The exercise: Write out the data word for word, from its first line up to and including the line that contains "(586, 1095)", and leave the pictures out.

[Entries from a point annotation set]
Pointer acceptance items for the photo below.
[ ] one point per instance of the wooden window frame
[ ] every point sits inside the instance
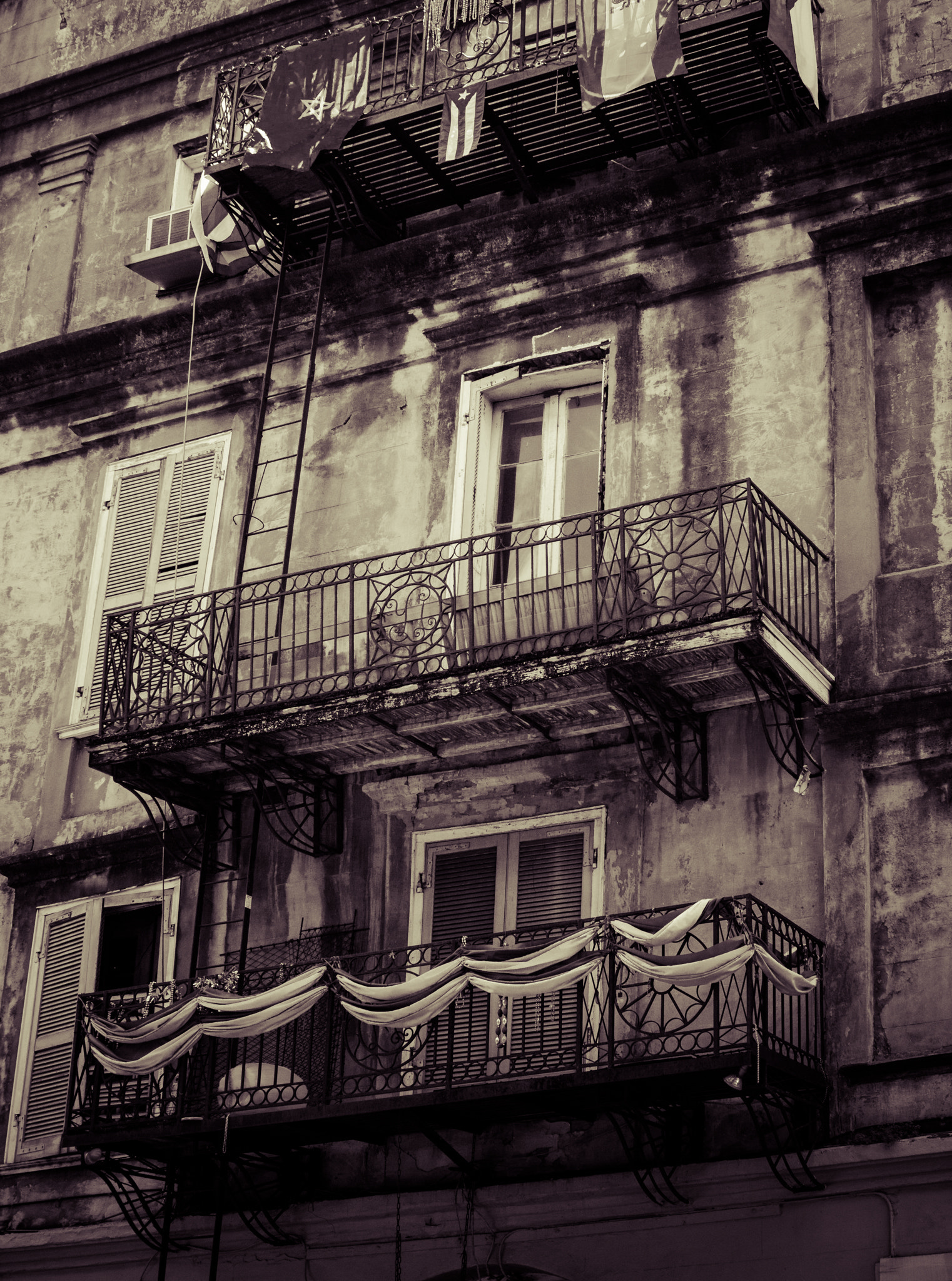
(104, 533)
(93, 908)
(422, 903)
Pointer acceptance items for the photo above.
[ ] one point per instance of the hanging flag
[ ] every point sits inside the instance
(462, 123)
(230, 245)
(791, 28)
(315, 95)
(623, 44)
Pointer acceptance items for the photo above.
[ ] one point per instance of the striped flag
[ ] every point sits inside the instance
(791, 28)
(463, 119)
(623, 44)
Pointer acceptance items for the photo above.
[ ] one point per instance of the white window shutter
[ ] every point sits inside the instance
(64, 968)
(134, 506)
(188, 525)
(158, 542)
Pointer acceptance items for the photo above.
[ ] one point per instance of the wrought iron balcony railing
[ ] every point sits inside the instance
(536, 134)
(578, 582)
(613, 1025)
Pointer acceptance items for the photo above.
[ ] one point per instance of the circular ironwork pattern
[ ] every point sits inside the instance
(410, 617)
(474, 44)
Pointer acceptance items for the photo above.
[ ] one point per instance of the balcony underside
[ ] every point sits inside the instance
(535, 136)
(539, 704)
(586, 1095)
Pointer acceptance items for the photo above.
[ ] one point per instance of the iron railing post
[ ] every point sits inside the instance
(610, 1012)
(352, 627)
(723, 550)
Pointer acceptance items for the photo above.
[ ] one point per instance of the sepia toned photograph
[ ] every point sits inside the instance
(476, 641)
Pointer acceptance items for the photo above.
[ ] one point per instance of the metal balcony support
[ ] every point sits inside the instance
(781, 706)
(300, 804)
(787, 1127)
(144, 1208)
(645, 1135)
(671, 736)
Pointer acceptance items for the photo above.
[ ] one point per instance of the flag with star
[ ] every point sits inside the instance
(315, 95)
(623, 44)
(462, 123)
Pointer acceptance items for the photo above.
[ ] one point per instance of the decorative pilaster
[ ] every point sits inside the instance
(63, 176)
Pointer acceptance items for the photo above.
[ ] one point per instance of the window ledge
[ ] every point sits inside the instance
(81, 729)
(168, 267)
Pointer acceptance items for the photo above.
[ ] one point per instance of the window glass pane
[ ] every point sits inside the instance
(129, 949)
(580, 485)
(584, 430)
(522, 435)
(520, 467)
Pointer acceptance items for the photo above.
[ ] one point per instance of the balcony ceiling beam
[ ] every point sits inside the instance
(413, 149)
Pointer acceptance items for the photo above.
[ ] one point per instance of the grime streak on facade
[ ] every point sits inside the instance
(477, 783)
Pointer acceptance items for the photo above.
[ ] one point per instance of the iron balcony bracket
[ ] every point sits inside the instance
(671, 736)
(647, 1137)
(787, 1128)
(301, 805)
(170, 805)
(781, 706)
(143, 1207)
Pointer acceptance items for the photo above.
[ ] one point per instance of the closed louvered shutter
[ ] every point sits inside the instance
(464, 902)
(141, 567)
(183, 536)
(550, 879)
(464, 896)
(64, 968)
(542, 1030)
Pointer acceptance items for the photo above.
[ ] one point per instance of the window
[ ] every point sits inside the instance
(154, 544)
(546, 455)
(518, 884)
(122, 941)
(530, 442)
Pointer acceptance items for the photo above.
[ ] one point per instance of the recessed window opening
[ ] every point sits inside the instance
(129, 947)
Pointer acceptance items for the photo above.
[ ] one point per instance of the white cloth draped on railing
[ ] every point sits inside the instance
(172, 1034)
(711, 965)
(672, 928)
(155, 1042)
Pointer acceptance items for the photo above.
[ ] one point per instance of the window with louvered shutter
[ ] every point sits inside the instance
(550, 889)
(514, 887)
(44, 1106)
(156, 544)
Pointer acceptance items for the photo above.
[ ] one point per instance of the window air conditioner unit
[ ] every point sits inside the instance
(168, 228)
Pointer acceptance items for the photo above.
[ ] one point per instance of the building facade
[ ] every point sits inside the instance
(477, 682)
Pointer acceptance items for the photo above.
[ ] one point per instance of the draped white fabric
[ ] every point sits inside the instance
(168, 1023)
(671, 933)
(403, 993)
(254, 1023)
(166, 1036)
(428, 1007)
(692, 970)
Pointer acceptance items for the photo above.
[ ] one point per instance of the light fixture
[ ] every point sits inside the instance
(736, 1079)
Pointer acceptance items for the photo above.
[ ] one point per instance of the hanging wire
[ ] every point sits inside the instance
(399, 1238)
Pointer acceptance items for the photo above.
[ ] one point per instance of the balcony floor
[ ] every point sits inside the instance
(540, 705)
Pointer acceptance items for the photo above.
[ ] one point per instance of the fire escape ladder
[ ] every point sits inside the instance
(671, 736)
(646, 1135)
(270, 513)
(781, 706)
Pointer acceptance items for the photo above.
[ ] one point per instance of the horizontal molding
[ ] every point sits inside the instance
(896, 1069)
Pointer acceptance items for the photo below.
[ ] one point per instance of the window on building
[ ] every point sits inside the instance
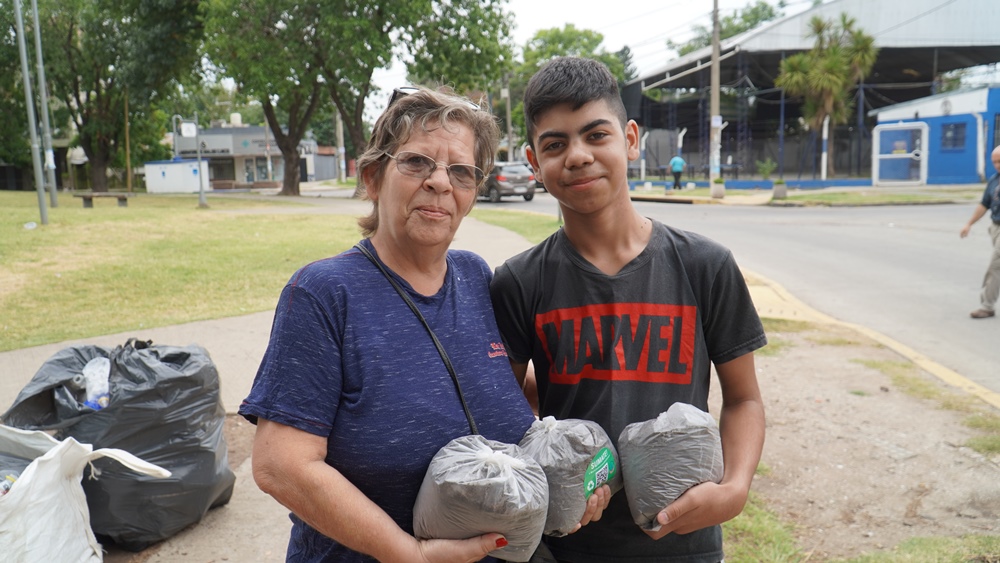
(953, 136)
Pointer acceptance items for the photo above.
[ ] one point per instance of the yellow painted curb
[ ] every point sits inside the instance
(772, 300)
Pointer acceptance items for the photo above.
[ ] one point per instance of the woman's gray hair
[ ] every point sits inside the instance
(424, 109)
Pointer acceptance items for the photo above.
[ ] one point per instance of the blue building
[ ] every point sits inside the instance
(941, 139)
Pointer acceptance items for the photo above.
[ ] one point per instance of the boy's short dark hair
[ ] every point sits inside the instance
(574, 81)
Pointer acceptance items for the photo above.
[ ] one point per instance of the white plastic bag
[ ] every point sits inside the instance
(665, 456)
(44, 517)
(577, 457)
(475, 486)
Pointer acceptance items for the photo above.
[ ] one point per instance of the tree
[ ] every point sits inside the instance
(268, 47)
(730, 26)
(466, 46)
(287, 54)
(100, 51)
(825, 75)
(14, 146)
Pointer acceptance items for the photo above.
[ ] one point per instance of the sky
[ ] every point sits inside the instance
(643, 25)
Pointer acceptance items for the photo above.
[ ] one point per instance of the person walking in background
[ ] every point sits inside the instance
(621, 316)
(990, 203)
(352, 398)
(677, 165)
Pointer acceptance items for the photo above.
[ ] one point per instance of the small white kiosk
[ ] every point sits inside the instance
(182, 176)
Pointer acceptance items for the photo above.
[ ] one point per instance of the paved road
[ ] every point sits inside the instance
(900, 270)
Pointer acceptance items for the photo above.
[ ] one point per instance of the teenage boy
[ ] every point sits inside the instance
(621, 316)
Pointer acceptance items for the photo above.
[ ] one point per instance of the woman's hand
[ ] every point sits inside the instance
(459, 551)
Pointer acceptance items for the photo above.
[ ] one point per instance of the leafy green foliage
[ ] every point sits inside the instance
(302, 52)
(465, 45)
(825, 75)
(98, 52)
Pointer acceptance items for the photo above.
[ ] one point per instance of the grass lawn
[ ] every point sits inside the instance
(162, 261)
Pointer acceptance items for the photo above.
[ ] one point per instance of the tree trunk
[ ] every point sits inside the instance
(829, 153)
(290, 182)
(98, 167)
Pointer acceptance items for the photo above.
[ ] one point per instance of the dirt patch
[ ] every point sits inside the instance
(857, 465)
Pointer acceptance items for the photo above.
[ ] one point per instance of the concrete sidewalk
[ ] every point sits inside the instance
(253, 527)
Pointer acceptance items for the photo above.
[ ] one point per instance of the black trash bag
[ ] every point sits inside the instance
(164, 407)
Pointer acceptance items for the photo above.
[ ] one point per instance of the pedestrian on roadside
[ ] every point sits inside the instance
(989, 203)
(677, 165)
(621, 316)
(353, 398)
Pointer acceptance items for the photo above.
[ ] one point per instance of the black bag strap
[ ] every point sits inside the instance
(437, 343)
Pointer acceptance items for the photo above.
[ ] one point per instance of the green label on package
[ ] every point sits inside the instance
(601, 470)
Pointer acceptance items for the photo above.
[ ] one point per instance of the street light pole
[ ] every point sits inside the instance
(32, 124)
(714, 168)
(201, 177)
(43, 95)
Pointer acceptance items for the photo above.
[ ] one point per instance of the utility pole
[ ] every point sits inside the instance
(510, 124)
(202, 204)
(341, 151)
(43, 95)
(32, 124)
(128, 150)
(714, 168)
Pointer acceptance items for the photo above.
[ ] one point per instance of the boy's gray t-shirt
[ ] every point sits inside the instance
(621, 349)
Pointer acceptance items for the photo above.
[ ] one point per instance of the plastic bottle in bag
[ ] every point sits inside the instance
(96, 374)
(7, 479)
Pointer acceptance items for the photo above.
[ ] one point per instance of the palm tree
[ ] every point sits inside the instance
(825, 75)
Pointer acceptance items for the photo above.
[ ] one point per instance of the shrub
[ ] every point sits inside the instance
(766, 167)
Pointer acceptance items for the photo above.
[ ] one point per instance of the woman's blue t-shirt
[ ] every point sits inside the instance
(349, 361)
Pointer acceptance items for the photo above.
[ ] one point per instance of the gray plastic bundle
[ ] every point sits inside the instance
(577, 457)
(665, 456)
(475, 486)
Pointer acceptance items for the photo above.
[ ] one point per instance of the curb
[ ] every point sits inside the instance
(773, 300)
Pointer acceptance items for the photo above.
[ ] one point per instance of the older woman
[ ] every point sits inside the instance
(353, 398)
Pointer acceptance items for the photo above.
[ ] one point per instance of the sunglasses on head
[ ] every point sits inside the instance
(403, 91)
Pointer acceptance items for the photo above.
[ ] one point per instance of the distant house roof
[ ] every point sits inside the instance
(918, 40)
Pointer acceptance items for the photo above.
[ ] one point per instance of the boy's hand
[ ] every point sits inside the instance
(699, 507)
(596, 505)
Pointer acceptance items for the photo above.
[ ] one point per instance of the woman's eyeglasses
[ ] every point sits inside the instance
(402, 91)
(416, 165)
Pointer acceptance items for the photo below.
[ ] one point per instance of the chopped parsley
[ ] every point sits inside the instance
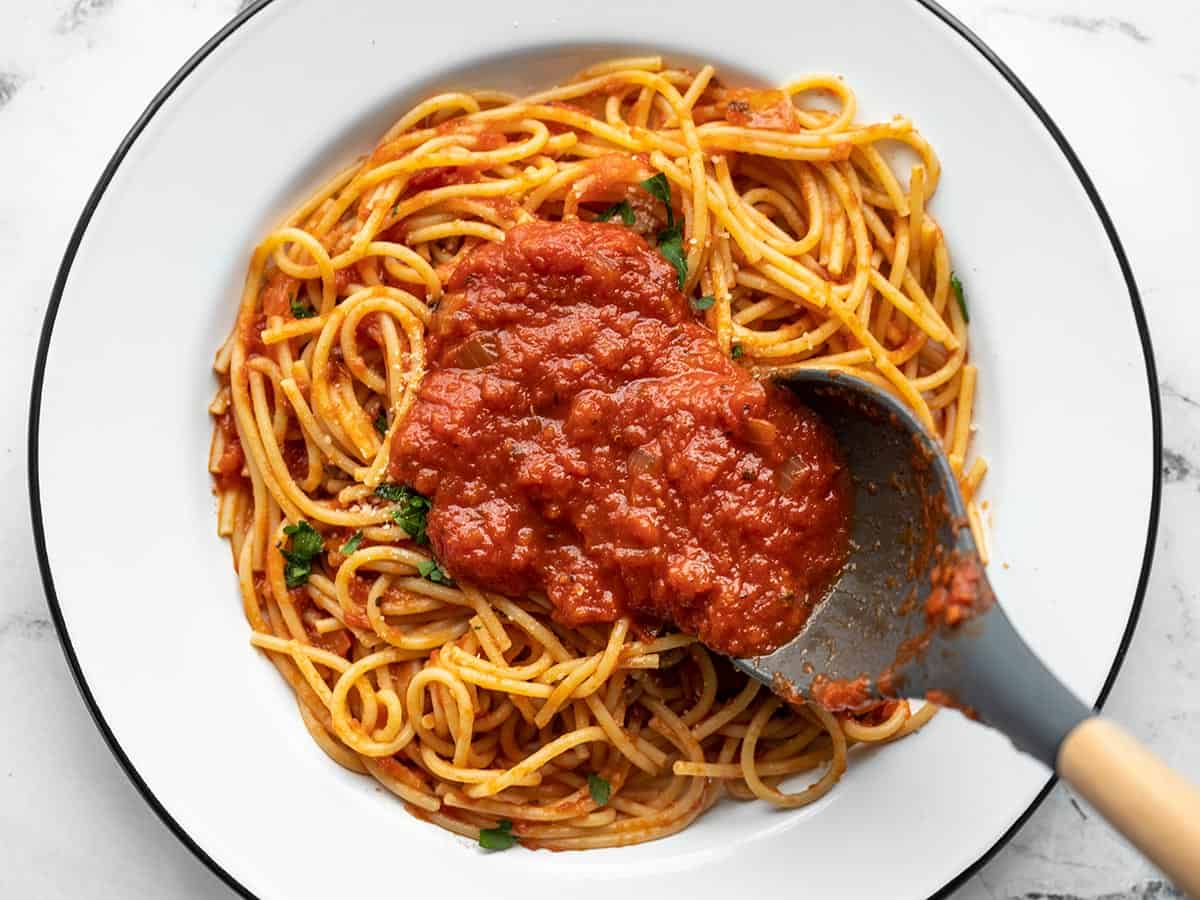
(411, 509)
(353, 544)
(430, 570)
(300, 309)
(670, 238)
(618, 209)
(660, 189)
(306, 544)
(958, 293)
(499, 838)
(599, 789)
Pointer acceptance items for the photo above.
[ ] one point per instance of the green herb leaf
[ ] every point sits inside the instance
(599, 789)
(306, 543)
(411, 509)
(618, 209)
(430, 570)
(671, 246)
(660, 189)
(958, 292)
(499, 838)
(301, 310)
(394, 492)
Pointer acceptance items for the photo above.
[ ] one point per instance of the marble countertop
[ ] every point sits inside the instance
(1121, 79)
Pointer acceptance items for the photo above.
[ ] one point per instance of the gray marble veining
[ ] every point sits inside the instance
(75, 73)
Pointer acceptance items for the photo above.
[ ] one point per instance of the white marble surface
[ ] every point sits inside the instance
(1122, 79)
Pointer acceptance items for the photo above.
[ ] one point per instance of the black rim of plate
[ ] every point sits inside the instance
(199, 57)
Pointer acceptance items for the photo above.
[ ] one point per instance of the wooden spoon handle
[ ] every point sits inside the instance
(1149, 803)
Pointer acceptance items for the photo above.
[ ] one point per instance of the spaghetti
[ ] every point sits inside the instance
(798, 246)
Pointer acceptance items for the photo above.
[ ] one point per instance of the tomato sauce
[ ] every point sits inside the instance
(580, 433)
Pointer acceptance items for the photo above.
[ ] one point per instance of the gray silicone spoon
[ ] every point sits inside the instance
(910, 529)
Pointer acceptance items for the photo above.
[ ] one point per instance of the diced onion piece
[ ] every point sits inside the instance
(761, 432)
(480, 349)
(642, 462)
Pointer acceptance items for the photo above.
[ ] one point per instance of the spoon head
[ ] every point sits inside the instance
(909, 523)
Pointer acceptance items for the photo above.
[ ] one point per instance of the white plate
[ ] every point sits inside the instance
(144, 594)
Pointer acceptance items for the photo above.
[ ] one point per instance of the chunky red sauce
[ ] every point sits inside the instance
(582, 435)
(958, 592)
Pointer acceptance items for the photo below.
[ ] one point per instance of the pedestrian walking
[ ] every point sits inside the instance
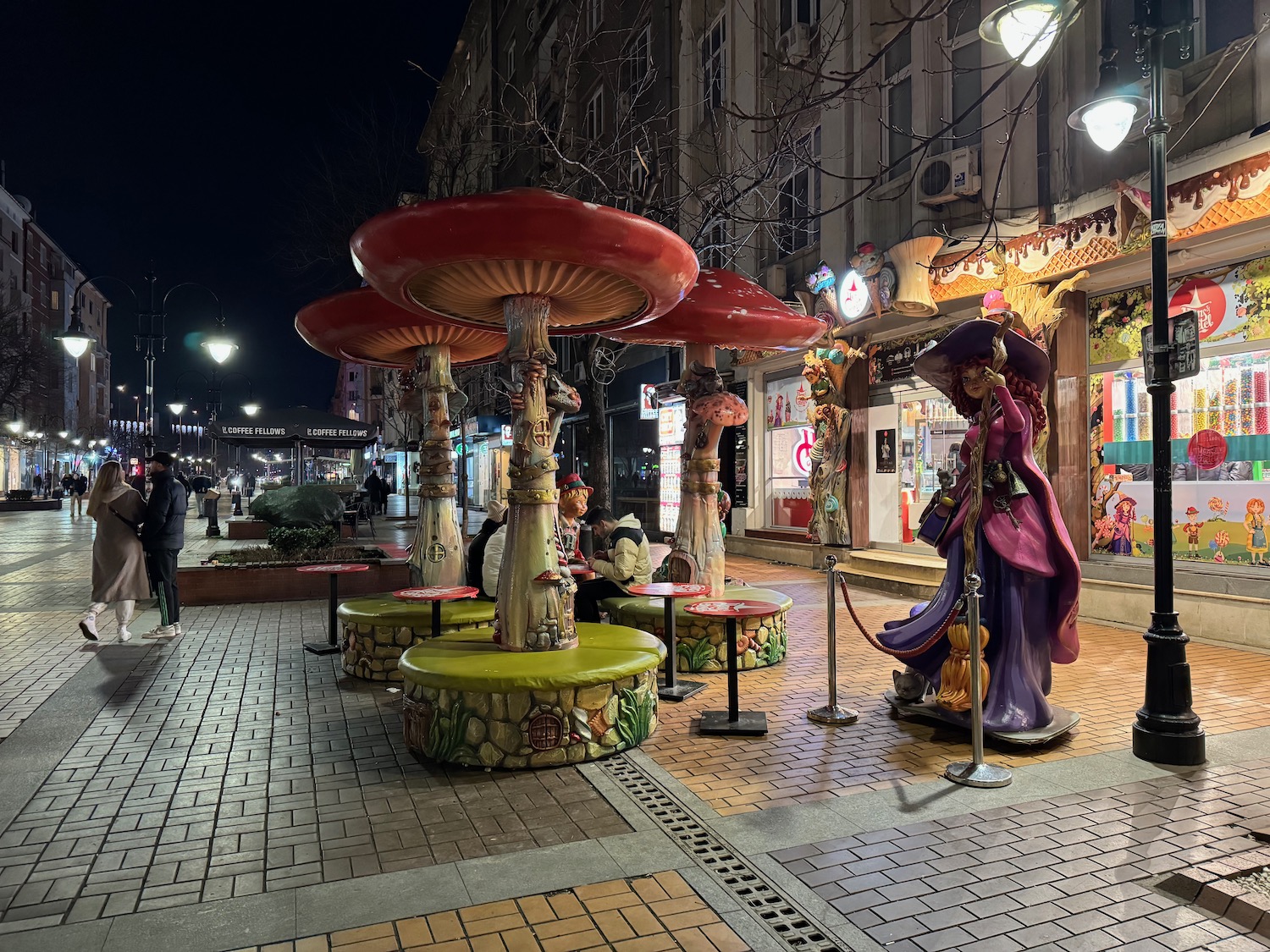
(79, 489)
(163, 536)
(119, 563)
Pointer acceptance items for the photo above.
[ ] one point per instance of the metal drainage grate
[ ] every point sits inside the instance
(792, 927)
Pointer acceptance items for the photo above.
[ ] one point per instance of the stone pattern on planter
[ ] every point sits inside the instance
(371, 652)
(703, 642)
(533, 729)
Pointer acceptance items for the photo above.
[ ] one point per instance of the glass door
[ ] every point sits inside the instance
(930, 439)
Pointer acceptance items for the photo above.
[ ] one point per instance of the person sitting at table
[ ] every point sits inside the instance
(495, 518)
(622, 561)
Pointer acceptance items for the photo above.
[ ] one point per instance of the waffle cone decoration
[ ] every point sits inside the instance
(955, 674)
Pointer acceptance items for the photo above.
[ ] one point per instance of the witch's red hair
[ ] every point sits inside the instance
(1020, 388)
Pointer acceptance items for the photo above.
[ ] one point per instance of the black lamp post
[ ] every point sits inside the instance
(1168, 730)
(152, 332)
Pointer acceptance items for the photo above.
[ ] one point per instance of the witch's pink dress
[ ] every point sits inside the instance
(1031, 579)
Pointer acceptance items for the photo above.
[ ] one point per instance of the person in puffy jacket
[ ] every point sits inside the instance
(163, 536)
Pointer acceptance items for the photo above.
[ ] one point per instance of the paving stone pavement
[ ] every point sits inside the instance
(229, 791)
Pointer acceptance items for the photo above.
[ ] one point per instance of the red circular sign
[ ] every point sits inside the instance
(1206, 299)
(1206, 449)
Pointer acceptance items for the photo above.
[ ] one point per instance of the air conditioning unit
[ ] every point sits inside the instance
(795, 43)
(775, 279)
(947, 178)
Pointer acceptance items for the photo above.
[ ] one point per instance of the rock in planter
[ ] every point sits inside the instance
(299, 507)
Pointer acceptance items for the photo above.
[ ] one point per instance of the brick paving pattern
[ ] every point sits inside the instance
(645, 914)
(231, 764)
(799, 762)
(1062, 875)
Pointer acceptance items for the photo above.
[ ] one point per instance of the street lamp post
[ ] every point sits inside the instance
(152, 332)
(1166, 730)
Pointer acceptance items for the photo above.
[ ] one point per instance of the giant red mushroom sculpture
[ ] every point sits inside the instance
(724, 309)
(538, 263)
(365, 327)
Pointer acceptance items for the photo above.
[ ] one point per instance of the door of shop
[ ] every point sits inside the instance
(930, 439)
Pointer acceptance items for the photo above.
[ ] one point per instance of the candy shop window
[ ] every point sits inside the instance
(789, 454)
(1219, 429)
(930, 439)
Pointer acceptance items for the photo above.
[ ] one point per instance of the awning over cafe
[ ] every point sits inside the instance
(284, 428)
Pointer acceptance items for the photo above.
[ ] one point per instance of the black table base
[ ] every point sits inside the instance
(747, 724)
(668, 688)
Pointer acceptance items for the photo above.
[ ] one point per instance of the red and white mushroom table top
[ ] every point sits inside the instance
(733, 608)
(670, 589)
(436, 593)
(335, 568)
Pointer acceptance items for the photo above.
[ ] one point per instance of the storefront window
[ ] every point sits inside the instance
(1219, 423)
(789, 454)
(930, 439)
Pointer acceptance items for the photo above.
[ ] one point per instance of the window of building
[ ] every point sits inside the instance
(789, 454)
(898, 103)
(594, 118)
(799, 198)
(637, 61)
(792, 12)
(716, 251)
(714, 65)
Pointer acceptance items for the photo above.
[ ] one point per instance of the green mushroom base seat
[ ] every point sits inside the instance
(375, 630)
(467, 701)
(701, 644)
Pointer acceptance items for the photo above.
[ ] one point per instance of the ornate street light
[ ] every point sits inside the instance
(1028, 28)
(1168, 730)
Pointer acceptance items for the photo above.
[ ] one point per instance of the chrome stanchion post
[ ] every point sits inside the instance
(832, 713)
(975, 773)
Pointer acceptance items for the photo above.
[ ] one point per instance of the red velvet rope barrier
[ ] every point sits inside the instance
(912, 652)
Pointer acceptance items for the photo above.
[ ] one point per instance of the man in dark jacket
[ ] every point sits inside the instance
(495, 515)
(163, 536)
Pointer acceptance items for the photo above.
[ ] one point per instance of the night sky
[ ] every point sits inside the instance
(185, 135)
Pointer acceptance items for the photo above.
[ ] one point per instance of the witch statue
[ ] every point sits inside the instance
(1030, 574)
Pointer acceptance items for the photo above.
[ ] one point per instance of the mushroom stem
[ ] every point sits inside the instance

Result of this exercise:
Pointer acceptance items for the photo below.
[ ] one point per instance of the wooden window frame
[ ] every point sits inside the instance
(104, 533)
(93, 908)
(422, 903)
Pointer acceptance items for the photo above.
[ ] one point per instance of the hanging flag
[ ] every point sits inside the instance
(462, 123)
(230, 245)
(791, 28)
(315, 95)
(623, 44)
Pointer acceptance items for the photo above.
[ ] one point per instance of the striped flag
[ ] every point sits inside the instance
(791, 28)
(463, 119)
(623, 44)
Pointer acceptance items for the photo above.
[ ] one point per instance of the white window shutter
[ ] every point sits inside the instance
(64, 968)
(134, 506)
(188, 525)
(158, 542)
Pointer acceptance items for the photo above.
[ ] one point per instance of the wrought iron balcony railing
[ ] every point sits inside the instance
(536, 134)
(578, 582)
(613, 1025)
Pointer acceptance items for the photo above.
[ ] one point per instance of the circular ironwork pattern
[ ] every point sits inside the instance
(410, 617)
(474, 44)
Pointer acceptance items for the photo above.
[ ] one point per instance of the balcony underside
[ ] every point sits inside the instance
(535, 136)
(539, 704)
(586, 1095)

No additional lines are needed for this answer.